Records for the task:
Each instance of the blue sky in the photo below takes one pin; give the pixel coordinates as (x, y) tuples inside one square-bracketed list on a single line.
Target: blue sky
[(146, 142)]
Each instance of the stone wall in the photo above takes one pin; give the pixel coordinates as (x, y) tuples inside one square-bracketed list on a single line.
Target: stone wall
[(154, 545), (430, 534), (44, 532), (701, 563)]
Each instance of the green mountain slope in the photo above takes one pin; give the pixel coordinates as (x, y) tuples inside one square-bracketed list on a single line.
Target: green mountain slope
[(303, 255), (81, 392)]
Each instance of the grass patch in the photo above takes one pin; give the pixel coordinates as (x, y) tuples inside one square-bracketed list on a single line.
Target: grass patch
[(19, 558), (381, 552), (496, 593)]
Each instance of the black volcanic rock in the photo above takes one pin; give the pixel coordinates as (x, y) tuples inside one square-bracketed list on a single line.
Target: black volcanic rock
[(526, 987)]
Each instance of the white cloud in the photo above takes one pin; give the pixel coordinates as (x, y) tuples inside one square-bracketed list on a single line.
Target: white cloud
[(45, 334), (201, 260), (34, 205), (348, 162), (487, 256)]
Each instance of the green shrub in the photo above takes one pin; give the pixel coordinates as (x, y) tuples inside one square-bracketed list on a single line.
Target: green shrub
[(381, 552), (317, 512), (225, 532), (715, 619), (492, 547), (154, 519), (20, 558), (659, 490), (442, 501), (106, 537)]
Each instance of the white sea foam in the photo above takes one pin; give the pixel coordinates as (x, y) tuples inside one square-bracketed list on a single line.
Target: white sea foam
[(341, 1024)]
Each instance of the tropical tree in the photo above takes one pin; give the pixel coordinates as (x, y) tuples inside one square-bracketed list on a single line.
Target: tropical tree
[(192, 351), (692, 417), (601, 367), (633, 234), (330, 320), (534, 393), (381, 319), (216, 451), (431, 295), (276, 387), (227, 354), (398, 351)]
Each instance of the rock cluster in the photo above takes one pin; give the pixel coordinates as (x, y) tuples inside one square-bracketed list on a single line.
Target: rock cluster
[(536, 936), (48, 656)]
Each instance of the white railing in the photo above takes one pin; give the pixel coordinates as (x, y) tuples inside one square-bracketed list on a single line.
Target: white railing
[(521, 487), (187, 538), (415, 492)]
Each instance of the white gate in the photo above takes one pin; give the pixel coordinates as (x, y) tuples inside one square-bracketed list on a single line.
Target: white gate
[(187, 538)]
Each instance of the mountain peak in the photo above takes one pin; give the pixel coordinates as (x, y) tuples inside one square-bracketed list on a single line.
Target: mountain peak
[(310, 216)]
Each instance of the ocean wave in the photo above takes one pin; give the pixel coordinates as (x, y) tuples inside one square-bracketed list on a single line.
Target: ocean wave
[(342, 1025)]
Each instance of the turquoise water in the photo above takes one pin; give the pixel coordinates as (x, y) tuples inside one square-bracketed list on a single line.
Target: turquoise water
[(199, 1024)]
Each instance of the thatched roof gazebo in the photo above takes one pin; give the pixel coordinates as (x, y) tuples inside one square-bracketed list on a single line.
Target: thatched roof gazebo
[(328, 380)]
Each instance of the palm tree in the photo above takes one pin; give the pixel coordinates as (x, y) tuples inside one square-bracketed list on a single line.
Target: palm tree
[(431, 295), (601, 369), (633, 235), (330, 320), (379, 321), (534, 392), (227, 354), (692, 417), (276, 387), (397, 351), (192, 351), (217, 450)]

Work required: Return the entire listing above unchanged, with every line in its original order and wording.

Written response:
Each instance of the blue sky in the photo below takes one pin; give the pixel coordinates as (x, y) tuples inside one square-bracketed list on a single line.
Target: blue sky
[(146, 142)]
Each instance of the stone wall in the photo above takes one pin; give the pixel coordinates as (x, y) tuples inside one square-bracketed list on a single line.
Target: stone wall
[(154, 545), (430, 534), (44, 532), (701, 563)]
Each instance of the green mountain slope in the photo above takes one pin; give the pixel coordinates as (x, y) tuples inside one square-bracketed list on a single line.
Target: green mountain slope
[(303, 255), (81, 392)]
Each instance of the grass patch in the photo above takes one pin; give the pixel coordinates as (x, y) tuples inside one square-bracketed list on a single line.
Target: grass patch
[(19, 558), (381, 552), (496, 593)]
Each instance of the black volcanic rock in the photo above takes one pin; give the pixel coordinates as (x, y) tuples inside one square-bracketed list on a single line.
Target: black volcanic rock
[(526, 987)]
Each instance of the white cloud in the photo above takes one pin; give the pixel coordinates as (x, y) tuples inside one square-bracketed list on a single line.
Target: white cloud
[(45, 334), (201, 260), (34, 205), (348, 162), (487, 256)]
Each instance of the green shrub in the photo above takes one pin; give the pixel coordinates as (x, y) tuples inside one square-bracketed list on a single line.
Target: green shrub
[(381, 552), (317, 512), (225, 532), (715, 619), (492, 547), (154, 519), (20, 558), (659, 490), (442, 501), (106, 537)]
Each instance of the white sea foam in the photo above takes one pin; give the pixel coordinates as (x, y) tuples inside one square-bracketed list on a single line.
Target: white sea foam
[(341, 1024)]
Each instance of the tropical tree in the photo above takes one pin; give the pixel coordinates as (x, y) tuples inside one square-bracketed list on a single line.
Target: tropical tree
[(192, 351), (692, 417), (601, 367), (633, 234), (330, 320), (534, 393), (381, 319), (216, 451), (431, 295), (276, 387), (227, 354), (398, 351)]
Each instance of the rock cluster in the photo above takes one pin; give the pixel coordinates as (x, y) tuples inside one square-bracketed list on a single line.
Target: rock cluster
[(536, 936), (48, 656)]
Each instance of the white railing in the photo above takes one pin; give the pixel coordinates as (x, y) tuples inside one square-bracketed list on a single line.
Target: white railing
[(521, 487), (187, 538), (415, 492)]
Each instance of the white gate in the photo above takes one pin; give the pixel coordinates as (x, y) tuples inside one square-bracketed list on a single line.
Target: white gate
[(187, 538)]
Each instance of the mountain peak in the photo above takes one pin; give the pixel coordinates as (x, y) tuples inside one square-bracketed list on a single line.
Target: mountain peak
[(310, 216)]
Each instance of the ocean wave in the photo above takes one pin; give the pixel coordinates as (x, y) tuples inside one square-bracketed list on a single line.
Target: ocean wave
[(342, 1025)]
Each instance of the turquoise water in the photo above takes one pin; give the pixel coordinates as (x, y) tuples inside one square-bracketed list on a single line.
Target: turquoise water
[(199, 1024)]
Each instance of the thatched roof gazebo in the photo above takes one pin; give the pixel coordinates as (x, y) tuples inside one square-bracketed list on a single line.
Target: thatched roof gazebo
[(328, 380)]
Each instance of the palm tree in the photo above takes one pin; give the pixel coordinates as (x, y) tuples inside one square-bracketed list on a single line.
Target: palm tree
[(431, 295), (601, 369), (633, 235), (330, 320), (379, 321), (534, 392), (227, 354), (692, 417), (276, 387), (397, 351), (192, 351), (217, 450)]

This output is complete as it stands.